EXERCISE OBJECTIVE :: The answer is a single figure: how many lines below contain the word "point".

______

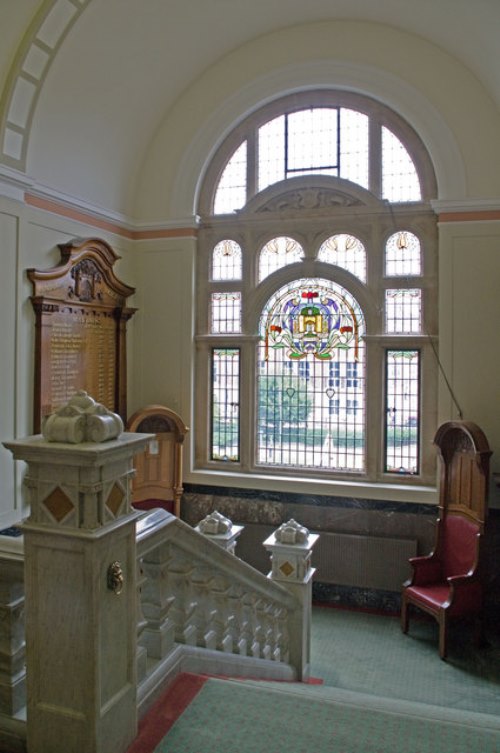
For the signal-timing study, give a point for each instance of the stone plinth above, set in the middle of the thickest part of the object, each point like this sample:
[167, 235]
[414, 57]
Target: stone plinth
[291, 548]
[81, 594]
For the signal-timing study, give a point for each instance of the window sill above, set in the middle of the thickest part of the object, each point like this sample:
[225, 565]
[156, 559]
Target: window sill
[393, 492]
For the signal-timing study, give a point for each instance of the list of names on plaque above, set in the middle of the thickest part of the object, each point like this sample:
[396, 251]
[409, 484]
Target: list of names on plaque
[82, 355]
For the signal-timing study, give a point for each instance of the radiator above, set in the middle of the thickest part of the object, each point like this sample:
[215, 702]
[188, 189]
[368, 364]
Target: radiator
[364, 561]
[343, 559]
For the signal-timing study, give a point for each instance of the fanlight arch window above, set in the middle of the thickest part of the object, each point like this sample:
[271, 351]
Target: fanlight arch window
[316, 307]
[334, 141]
[226, 261]
[278, 253]
[345, 251]
[403, 255]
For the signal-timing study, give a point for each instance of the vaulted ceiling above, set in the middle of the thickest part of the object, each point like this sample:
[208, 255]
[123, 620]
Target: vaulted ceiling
[103, 75]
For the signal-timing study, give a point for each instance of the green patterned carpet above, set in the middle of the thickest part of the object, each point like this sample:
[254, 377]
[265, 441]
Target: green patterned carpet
[369, 654]
[384, 692]
[239, 717]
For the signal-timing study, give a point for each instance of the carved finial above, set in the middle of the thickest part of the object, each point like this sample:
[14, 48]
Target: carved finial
[82, 419]
[291, 533]
[215, 524]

______

RESPONSE TO THE EXERCISE :: 8